Document passage.

————————

The funding, part of Knight’s Tech for Engagement Initiative, will
strengthen the growing field of civic technologists using new tools to
reimagine civic life.

“We believe in the power of connected action,” said Damian Thorman,
Knight’s director of national programs. “We’ve seen that technology
can engage people in community decision-making beyond the election
cycle. But the field of tech for engagement is young, and needs
infrastructure to develop to its full potential.”

Knight Foundation’s funding will:

Expand Code for America ($5 million): The self-described “Peace Corps
for Geeks” is building a network of cities, citizens, community groups
and startups committed to helping government work better for everyone.
With new Knight funding, Code for America will expand one of its four
programs to 13 communities. The organization, which has helped
accelerate innovation in local governments, will also redeploy the
successful apps and platforms it develops to more communities.

“We see the challenges local governments face everyday," said Jen
Pahlka, Code for America’s founder and executive director. "By working
side by side with residents and government staff, we hope to develop
more ways that technology can help cities be the more open,
transparent and participatory places we all need them to be.”

Build a University-Based Network ($3.12 million): Housed at the Robert
F. Wagner Graduate School of Public Service at New York University,
the GovLab will train graduate students across disciplines and
universities to design, build and implement tech-based solutions to
pressing problems communities face across the country. Through its
project-based learning work, GovLab Academy aims to instill the
mindset and skillset required to tackle the pressing need for
institutional innovation. Leading experts will train teams of graduate
students to work with communities to develop solutions. Knight funding
complements a grant from the John D. and Catherine T. MacArthur
Foundation to study the impact of the academy’s projects and share the
lessons learned.

“We can create institutions that know how to efficiently embrace the
freewheeling, distributed, diverse and collaborative ways of solving
big and small problems more common to open source programmers and
global social movements,” said Beth Noveck, NYU Wagner Professor and
former White House Deputy Chief Technology Officer. “We believe that
everyone is an expert in something and many would be willing to
participate in the life of our democracy, if given the opportunity to
do so meaningfully.”

Put TED Ideas into Action ($985,000): TED is a community of some of
the most talented problem-solvers in the world, and its events produce
many breakthrough “Ideas Worth Spreading.” Knight is partnering with
TED, a non-profit organization, to work on amplifying and measuring
the impact of these ideas as they ripple through society, producing
technology tools and best practices for connected action. At this
week’s annual TED conference, Knight is running a workshop on online
engagement that features members of the TED community from the
business, political and social sectors, and sponsoring a pavilion
centered on Tech for Engagement, that will be the scene of several
problem-solving TED challenges.

 “Understanding how ideas turn into action is a key priority for many
in our community," said Chris Anderson, TED's Curator. "We're excited
to be building a new web feature to track the impact some of our talks
have. And it's been thrilling to see the demand for participation in
our challenges initiative at TED2013."

About Tech for Engagement

Knight Foundation’s Tech for Engagement Initiative sees the potential
of technology to transform democracy by allowing people to directly
engage with neighbors and leaders in ways we have not yet imagined. An
early funder in this nascent field, Knight has seen visible progress
in this area, with online tools gathering opinions on civic issues,
and open platforms making some government functions more efficient.

————————

Recorded information.
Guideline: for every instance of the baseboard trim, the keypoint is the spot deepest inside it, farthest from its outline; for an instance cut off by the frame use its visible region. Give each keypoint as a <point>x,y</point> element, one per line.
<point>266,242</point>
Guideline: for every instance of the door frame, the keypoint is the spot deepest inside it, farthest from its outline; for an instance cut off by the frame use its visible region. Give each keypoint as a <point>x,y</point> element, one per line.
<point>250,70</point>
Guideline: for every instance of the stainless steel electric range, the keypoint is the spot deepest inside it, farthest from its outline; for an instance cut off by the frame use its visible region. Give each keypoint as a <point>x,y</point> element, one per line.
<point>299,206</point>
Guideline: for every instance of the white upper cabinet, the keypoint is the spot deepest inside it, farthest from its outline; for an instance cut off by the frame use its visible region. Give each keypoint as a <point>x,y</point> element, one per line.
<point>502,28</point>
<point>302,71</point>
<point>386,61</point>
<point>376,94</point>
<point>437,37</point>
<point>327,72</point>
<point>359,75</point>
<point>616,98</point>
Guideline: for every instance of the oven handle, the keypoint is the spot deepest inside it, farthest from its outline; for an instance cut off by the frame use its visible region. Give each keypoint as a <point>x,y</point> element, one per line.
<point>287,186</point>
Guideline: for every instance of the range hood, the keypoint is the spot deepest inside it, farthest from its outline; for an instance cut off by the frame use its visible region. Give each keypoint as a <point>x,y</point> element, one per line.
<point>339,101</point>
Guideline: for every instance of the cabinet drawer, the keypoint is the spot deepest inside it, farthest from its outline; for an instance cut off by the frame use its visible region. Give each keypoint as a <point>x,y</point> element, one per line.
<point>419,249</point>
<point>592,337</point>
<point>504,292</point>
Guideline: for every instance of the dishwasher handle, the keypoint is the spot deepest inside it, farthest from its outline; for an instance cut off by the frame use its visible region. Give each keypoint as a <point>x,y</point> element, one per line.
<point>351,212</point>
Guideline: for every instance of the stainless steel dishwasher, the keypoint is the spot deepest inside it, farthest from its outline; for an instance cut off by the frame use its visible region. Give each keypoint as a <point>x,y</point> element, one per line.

————————

Short problem.
In the Knight funding announcement, change "pavilion" to "booth" and give the passage again, starting with "Put TED Ideas" and going on through "problem-solving TED challenges.".

Correct response.
Put TED Ideas into Action ($985,000): TED is a community of some of
the most talented problem-solvers in the world, and its events produce
many breakthrough “Ideas Worth Spreading.” Knight is partnering with
TED, a non-profit organization, to work on amplifying and measuring
the impact of these ideas as they ripple through society, producing
technology tools and best practices for connected action. At this
week’s annual TED conference, Knight is running a workshop on online
engagement that features members of the TED community from the
business, political and social sectors, and sponsoring a booth
centered on Tech for Engagement, that will be the scene of several
problem-solving TED challenges.